Given entries:
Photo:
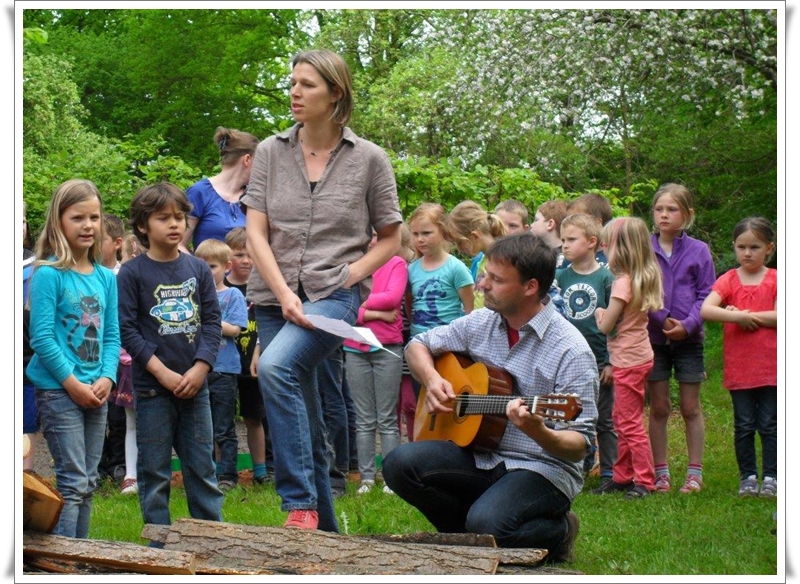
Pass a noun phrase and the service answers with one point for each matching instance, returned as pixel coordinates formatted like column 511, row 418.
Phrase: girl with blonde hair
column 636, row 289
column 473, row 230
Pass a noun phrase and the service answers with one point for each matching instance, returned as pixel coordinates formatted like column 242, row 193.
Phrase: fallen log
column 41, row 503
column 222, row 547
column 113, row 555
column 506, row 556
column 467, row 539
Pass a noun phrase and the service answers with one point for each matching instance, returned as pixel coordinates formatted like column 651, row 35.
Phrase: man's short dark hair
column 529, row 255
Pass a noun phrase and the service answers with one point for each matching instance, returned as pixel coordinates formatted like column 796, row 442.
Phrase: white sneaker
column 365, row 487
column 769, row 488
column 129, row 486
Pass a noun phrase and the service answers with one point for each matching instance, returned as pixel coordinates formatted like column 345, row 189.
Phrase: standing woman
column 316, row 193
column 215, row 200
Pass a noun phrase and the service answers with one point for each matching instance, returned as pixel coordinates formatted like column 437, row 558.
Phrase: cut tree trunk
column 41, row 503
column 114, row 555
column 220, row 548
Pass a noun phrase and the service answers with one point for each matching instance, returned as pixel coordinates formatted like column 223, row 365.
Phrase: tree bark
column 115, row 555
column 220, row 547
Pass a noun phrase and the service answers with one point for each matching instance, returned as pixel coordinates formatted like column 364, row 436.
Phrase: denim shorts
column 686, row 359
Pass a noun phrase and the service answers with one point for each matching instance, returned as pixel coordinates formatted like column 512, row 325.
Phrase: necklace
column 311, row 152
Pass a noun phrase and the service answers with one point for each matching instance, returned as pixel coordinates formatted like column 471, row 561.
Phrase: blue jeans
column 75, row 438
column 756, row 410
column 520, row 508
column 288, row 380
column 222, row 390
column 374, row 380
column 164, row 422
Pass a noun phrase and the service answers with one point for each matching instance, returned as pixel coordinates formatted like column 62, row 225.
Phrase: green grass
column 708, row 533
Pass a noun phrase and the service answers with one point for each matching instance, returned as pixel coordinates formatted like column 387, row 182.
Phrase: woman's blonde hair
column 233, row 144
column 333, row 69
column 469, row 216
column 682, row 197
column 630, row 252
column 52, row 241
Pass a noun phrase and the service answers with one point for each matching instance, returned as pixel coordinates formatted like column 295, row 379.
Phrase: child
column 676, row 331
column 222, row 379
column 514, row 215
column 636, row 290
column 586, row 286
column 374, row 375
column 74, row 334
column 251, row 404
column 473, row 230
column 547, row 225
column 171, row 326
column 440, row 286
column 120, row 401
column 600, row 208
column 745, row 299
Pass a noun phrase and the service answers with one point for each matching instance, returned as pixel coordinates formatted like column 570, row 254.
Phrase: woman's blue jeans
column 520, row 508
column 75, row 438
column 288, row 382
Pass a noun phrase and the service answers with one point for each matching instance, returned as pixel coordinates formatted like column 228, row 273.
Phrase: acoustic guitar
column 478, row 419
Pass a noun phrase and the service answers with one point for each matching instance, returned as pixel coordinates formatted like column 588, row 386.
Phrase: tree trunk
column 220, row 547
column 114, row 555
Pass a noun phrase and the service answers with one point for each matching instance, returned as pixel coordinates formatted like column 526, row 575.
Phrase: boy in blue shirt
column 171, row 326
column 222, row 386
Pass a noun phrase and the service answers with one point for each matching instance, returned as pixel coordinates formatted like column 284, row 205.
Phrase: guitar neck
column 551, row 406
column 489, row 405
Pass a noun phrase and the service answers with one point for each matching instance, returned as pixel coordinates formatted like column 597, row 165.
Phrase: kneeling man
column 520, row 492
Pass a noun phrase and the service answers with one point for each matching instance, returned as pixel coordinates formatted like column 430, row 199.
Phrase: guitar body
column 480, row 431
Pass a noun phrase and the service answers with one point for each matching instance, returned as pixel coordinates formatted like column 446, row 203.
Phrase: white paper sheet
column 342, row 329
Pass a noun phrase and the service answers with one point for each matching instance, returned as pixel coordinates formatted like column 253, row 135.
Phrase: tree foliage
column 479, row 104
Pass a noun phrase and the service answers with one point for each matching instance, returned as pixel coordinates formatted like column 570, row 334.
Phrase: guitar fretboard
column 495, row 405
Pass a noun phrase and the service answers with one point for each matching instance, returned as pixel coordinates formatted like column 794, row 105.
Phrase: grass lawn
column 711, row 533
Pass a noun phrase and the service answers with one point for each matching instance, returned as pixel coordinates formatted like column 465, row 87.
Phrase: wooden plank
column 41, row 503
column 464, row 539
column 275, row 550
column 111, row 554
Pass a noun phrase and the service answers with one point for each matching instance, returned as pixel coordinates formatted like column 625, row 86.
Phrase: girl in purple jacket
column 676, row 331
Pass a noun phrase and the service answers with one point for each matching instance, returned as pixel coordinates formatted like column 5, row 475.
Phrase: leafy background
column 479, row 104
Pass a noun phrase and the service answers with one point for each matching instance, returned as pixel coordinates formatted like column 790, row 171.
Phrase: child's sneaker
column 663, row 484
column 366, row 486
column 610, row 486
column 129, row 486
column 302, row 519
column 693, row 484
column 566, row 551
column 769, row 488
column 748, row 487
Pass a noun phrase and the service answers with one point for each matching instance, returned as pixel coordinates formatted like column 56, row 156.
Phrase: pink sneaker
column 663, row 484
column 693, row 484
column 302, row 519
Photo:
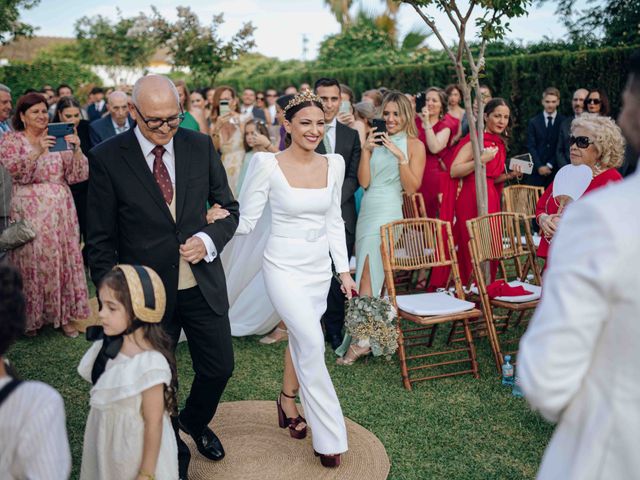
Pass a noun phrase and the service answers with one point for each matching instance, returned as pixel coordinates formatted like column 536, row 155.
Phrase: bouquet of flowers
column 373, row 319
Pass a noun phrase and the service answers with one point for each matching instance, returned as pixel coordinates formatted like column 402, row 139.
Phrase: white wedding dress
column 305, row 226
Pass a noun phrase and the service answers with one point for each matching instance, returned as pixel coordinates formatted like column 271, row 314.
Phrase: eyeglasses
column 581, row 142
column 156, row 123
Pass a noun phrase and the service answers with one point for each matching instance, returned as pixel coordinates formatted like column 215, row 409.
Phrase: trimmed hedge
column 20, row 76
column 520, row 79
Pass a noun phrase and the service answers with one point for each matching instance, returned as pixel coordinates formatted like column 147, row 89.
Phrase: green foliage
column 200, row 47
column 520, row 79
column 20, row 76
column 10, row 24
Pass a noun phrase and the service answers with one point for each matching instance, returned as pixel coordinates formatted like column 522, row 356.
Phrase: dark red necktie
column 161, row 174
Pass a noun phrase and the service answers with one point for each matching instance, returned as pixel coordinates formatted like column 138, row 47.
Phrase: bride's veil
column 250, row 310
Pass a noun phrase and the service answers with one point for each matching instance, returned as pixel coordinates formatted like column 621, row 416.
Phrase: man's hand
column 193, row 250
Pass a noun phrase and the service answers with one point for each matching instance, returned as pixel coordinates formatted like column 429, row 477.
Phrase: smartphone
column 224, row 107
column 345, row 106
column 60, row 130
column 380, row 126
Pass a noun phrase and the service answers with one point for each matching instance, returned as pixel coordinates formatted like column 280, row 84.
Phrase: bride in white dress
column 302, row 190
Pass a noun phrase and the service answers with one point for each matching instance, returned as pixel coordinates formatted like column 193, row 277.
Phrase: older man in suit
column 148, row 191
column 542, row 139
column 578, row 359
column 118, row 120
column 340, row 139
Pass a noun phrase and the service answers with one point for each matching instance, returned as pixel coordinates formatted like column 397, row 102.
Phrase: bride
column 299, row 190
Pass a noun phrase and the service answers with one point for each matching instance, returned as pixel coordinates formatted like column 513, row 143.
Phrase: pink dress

The task:
When you copy the records above, keep every word exact and drop the pictures.

Solved exercise:
Photo:
Pass a noun phrase and the service answers with one point for each matching instance, returned as pixel coordinates formatted like column 511, row 418.
Phrase: girl with blonde hair
column 636, row 289
column 473, row 230
Pass a noun phrase and the service answers with one point for each matching instance, returned as pixel coordinates formatted like column 242, row 193.
Phrase: fallen log
column 41, row 503
column 222, row 547
column 113, row 555
column 506, row 556
column 467, row 539
Pass a noun phrase and the service answers with one point for each matching instance, returned as pixel coordinates formatted like column 651, row 35.
Phrase: man's short dark hair
column 529, row 255
Pass a noun phrase and the service answers with one point for each matching instance, returned as pixel coordinates formatted like column 796, row 442.
Phrase: white sneaker
column 365, row 487
column 769, row 488
column 129, row 486
Pass a noun phrase and the service answers with one point for each matching instance, returned as pixel coordinates formatted like column 345, row 189.
Phrase: standing woman
column 316, row 193
column 215, row 200
Pass a noun phrase and the service answers with one point for each matching instance, returned as pixel coordinates formatted like column 437, row 558.
Phrase: cut tree trunk
column 41, row 503
column 114, row 555
column 220, row 548
Pass a noun phrase and the service answers with one point for each matching instance, returned as pixel coordinates formatted like column 223, row 365.
Phrase: tree bark
column 115, row 555
column 220, row 547
Pass a noun phrase and the service answers with one point for each matching instance, returned as pixel coordinates formatted like column 364, row 436.
Phrase: denim shorts
column 686, row 359
Pass a noun phrase and the service answers with one point for each matching instance, returned as pixel coordinates formatted like column 512, row 325.
Phrase: necklace
column 311, row 152
Pass a noun phrase and the service answers with one point for each matching instance, returned as pixel coordinates formatted like column 471, row 561.
Phrase: blue jeans
column 75, row 438
column 756, row 410
column 520, row 508
column 288, row 380
column 222, row 390
column 374, row 380
column 164, row 422
Pass a noun phrase and the service answers with one point for each matching instance, returned as pixel coordinates formatted like column 62, row 225.
Phrase: green grass
column 708, row 533
Pass a noun phrase and the service answers with one point for each matching instance, returned as pixel coordinates formatted like column 387, row 182.
Phrase: woman's blonde hair
column 233, row 144
column 333, row 69
column 469, row 216
column 682, row 197
column 630, row 252
column 52, row 241
Pass a noun phrase and the service answers with one point for each matching instance, returned as pixel coordinates formatted like column 295, row 379.
Phrase: child
column 676, row 331
column 222, row 379
column 514, row 215
column 636, row 290
column 586, row 286
column 374, row 375
column 74, row 334
column 251, row 404
column 473, row 230
column 547, row 225
column 171, row 326
column 440, row 286
column 120, row 401
column 600, row 208
column 745, row 299
Pass a noun phrase and the service answers with one point for each matching instance, returned as pixel coordinates formatted like column 570, row 254.
Phrase: woman's blue jeans
column 520, row 508
column 75, row 438
column 288, row 382
Pass a noun phrase and the service answers with one point for each matching instance, returned as pixel coordinates formatted like column 228, row 273.
Phrase: acoustic guitar
column 478, row 419
Pass a noun phrase and the service answers with one point for each matching instance, returned as pixel coordinates formatted like column 588, row 386.
Phrase: tree trunk
column 220, row 547
column 114, row 555
Pass a noun phrase and the service answers with one point for each matching instance, returned as pixel coordinates formatted like column 526, row 575.
Phrase: boy in blue shirt
column 171, row 326
column 222, row 386
Pass a noun phrase and the service answers with one point for each matching instance, returned as pixel coordinates formatted like column 284, row 205.
Phrase: guitar neck
column 551, row 406
column 489, row 405
Pass a noun phrase and the service answers with one point for each matching instance, returned as pixel coordinates formatted like column 597, row 165.
Phrase: kneeling man
column 520, row 492
Pass a noun phrase and the service answers with one point for each matching instance, returned as pixel coordinates formatted like column 430, row 199.
Phrase: guitar body
column 480, row 431
Pass a noun phrase and the service answers with one point for each matching instance, returned as pixel coordinates formatted like column 446, row 203.
Phrase: white paper sheet
column 342, row 329
Pass a noun phrase and the service answers with one point for each matching instance, returned as pixel coordinates formatted like column 253, row 135.
Phrase: tree foliage
column 479, row 104
Pass a noun phrase and the service answers with one point for each matching instance, returned as pixel coordinates formatted like column 570, row 334.
Phrase: guitar fretboard
column 495, row 405
Pass a noun phrase and the service answers with one point for each matching instance, returned as pixel coordinates formatted like column 794, row 105.
Phrase: grass lawn
column 711, row 533
Pass a noun phrase and the service answers with one point for each matching instance, returned as pixel coordinates formatted like column 465, row 87.
Phrase: wooden plank
column 41, row 503
column 464, row 539
column 275, row 550
column 111, row 554
Pass a noun phrase and the service answers with one point for each matching instance, returned as pixel coordinates formatted like column 625, row 86.
Phrase: girl in purple jacket
column 676, row 331
Pass a noun phrase and the service answers with one point for each matching instance, returned as pixel coordinates formatted like column 5, row 475.
Phrase: leafy background
column 479, row 104
Pass a noun phrase and the service answers with one point for each matching instance, returned as pixel coordinates formatted like column 790, row 171.
Phrase: child's sneaker
column 663, row 484
column 366, row 486
column 610, row 486
column 129, row 486
column 302, row 519
column 693, row 484
column 566, row 551
column 769, row 488
column 748, row 487
Pass a noun phrase and the service answers with one point for each matching instance, returned as pixel coordinates formatted like column 56, row 156.
Phrase: pink sneaker
column 663, row 484
column 693, row 484
column 302, row 519
Photo:
Pass a noun phrase and the service answers with one point for each matching instance, returned as pixel coordinates formatted like column 536, row 155.
Phrase: bouquet of flowers
column 373, row 319
Pass a noun phrase and the service answers with one point for each matching instance, returned as pixel coordinates formatted like column 402, row 139.
Phrase: white wedding dress
column 305, row 226
Pass a noun phrase and the service answers with one point for each matching instance, returned as pixel coordinates formatted like column 271, row 314.
Phrase: eyeglasses
column 581, row 142
column 156, row 123
Pass a noun phrase and the service answers with one point for each matching instance, returned as pixel coordinates formatted like column 215, row 409.
Phrase: trimmed hedge
column 20, row 76
column 520, row 79
Pass a noun phrase and the service answers with one point for each matching instance, returned as pixel coordinates formatted like column 147, row 89.
Phrase: green foliage
column 200, row 47
column 520, row 79
column 20, row 76
column 10, row 24
Pass a noun phrase and the service answers with one point for each matching instance, returned as pixel coordinates formatted like column 522, row 356.
Phrase: dark red necktie
column 161, row 174
Pass a noun phrase and the service answers with one point for each matching instance, returned as pixel coordinates formatted like column 138, row 47.
Phrase: bride's veil
column 250, row 310
Pass a noun phrase and the service answers with one point for each matching instance, returned as pixel coordinates formatted like column 621, row 416.
Phrase: man's hand
column 193, row 250
Pass a noun phrase and the service answers with one point for each matching instance, returned as pixel coordinates formatted like column 429, row 477.
Phrase: smartphone
column 224, row 107
column 345, row 106
column 60, row 130
column 380, row 126
Pass a noun phrase and the service answers with one point for each matching instance, returned as pixel coordinates formatted like column 280, row 84.
Phrase: bride in white dress
column 302, row 190
Pass a noun phrase and the service answers with one point for each matching instance, returned as pixel coordinates formatted like column 193, row 277.
Phrase: older man in suit
column 148, row 191
column 542, row 139
column 578, row 359
column 118, row 120
column 340, row 139
Pass a noun phrase and the service answers with one point for each matching instance, returned as pixel coordinates formatted like column 397, row 102.
Phrase: bride
column 299, row 190
Pass a noun phrase and the service answers with one point for each matching instance, returned as pixel coordinates formatted like column 513, row 143.
Phrase: pink dress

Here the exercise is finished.